■ 提示文
───
環境・眼光学的要因による視界の彩度低下に対する色覚の適応性

研究課題

研究課題/領域番号 24760036
研究機関千葉大学

研究代表者

溝上 陽子  千葉大学, 融合科学研究科(研究院), 助教 (40436340)

キーワード色覚 / 彩度知覚 / 順応 / 視環境 / 画像 / 視覚心理物理学
研究概要

本研究では、自然環境で起こり得る環境の彩度変化と人工的で不自然な環境の彩度変化によって順応効果に違いが生じるかについて検討している。
自然な環境の色変化が彩度順応効果に与える影響を評価するため、画像を用いた彩度順応実験を中心に行った。自然環境で起こり得る変化として、霧のかかった状態または眼内散乱光の増加による視界の彩度低下した状態を再現するため、フォギーフィルターを用いた。実験では、フィルターを通して観察した画像の彩度知覚を調べた。用いた画像は屋内外の様々な光景を含む複数の自然画像である。被験者は、まずフィルターを通して順応画像を数分間観察し、その後再順応をはさみながら、様々な彩度を持つテスト画像の鮮やかさの印象を評価した。これにより、各順応条件における画像の自然な彩度範囲を求めた。特に、順応時間が順応効果に与える影響に注目して検討するため、フィルター装着後0秒から120秒後までの彩度知覚の変化を測定した。フォギーフィルターにより視界の彩度が低下するにもかかわらず、画像の自然な鮮やかさの知覚はほとんど変化しないことが示された。さらに、継時的な順応効果よりも瞬時の補正効果の方が大きいことが分かった。
また、画像の特性が彩度順応の効果に与える影響について検討する実験も行った。ここでは、特に画像内の物体・風景の認識と画像の空間周波数特性の影響について注目した。物体認識の程度を崩した画像、また空間周波数特性を変えた画像を用いて調べた結果、自然画像で最も順応効果が高く、物体認識と空間周波数特性のいずれかが自然画像と異なる場合には効果が低下することが分かった。これは、彩度順応には、視覚系の比較的低次レベルから高次レベルまで、複数のメカニズムが寄与していることを示している。
これらの結果は、彩度順応機能は自然な環境における彩度変化に対して活発に働くことを裏づける重要なデータといえる。

現在までの達成度 (区分)
現在までの達成度 (区分)

2: おおむね順調に進展している

理由

研究計画に記載した実験全てを完了する事はできなかった。ただし、研究目的には含まれるが、当初の計画に入れていなかった実験を進めることができた。したがって、「研究の目的」に対する達成度という総合的な観点から考えると、おおむね順調に進展していると考えている。

今後の研究の推進方策

引き続き、研究目的の環境の色変化の仕方が彩度順応効果に与える影響の検討を、実験条件を加えて継続し、より総合的な分析を加える。また、まだ行っていない実環境における実験も進めていく予定である。成果は、国内・国際学会で公表する。
───
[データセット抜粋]
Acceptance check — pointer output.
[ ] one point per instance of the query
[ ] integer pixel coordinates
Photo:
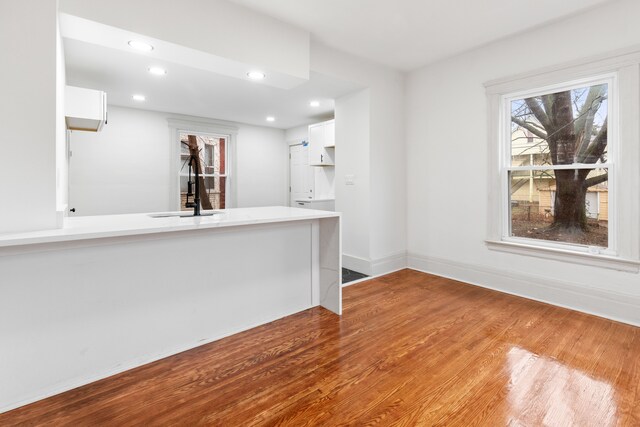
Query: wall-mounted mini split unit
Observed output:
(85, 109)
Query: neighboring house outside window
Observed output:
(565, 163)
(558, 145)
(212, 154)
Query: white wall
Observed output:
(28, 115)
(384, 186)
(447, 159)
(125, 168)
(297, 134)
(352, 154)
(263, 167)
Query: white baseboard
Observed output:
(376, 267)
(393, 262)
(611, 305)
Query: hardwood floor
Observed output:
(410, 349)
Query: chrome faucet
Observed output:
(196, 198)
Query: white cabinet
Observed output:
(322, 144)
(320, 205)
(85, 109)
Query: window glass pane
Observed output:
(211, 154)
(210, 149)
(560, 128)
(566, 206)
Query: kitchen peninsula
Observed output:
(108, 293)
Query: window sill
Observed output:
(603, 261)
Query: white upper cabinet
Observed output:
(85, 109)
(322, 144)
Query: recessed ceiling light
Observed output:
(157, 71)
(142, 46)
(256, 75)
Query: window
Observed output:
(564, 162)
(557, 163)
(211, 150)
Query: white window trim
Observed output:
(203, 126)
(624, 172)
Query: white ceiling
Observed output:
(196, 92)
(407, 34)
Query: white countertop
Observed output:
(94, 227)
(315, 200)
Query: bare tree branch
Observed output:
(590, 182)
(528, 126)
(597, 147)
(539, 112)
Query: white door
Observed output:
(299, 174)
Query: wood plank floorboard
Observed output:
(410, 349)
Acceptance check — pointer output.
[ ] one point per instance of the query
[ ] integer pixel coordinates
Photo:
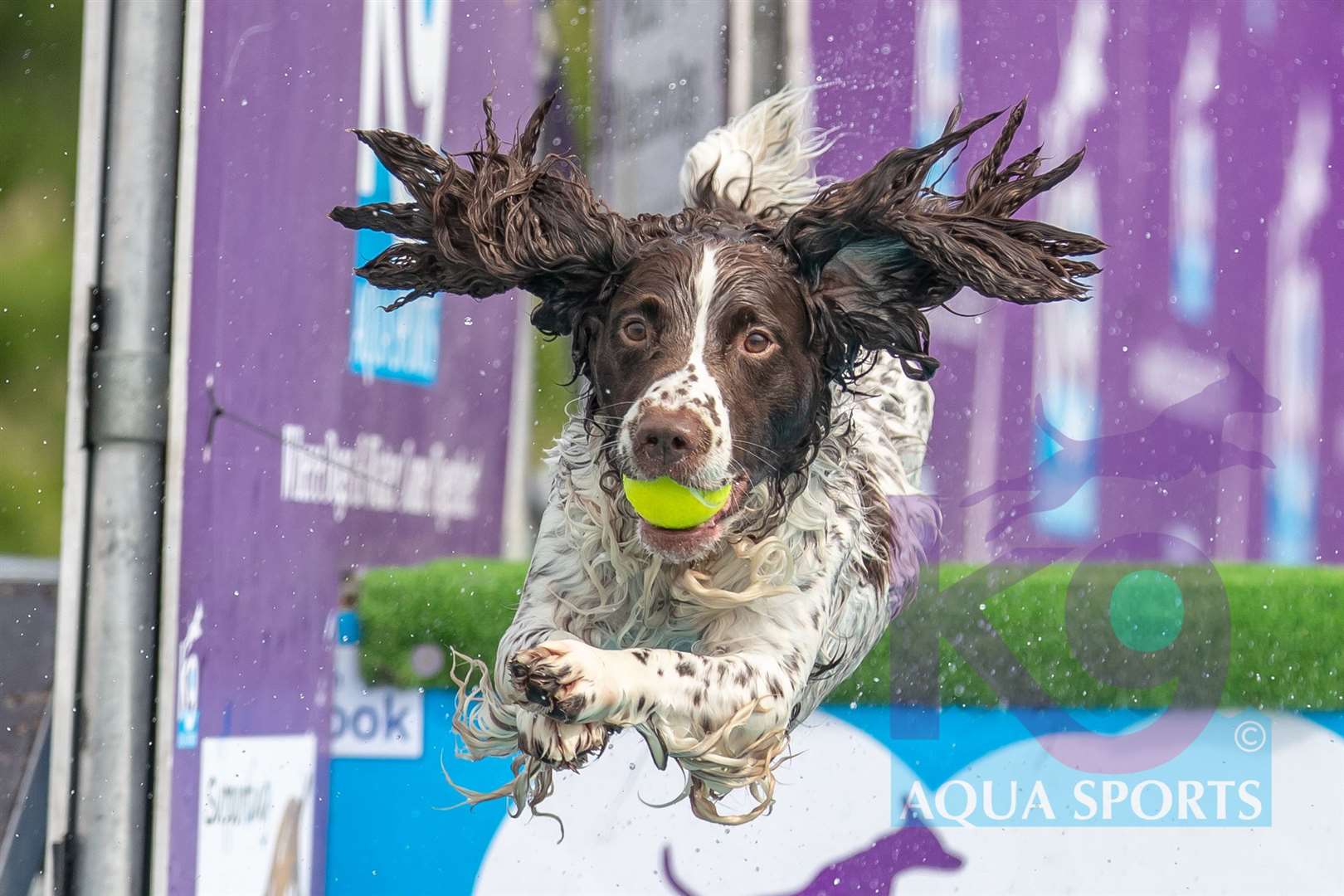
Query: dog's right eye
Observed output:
───
■ 作業内容
1. 提示文の「これらの結果は、彩度順応機能」から「に進展していると考えている。」までの部分を、末尾も含めて、「彩度順応機能」を「彩度適応機能」に置き換えた形で改めて記してください。
2. 提示文によると、霧や眼内散乱光の増加で視界の彩度が低下した状態を再現するために、何が用いられましたか。

■ 作業別出力
1.
これらの結果は、彩度適応機能は自然な環境における彩度変化に対して活発に働くことを裏づける重要なデータといえる。

現在までの達成度 (区分)
現在までの達成度 (区分)

2: おおむね順調に進展している

理由

研究計画に記載した実験全てを完了する事はできなかった。ただし、研究目的には含まれるが、当初の計画に入れていなかった実験を進めることができた。したがって、「研究の目的」に対する達成度という総合的な観点から考えると、おおむね順調に進展していると考えている。

2. フォギーフィルターが用いられました。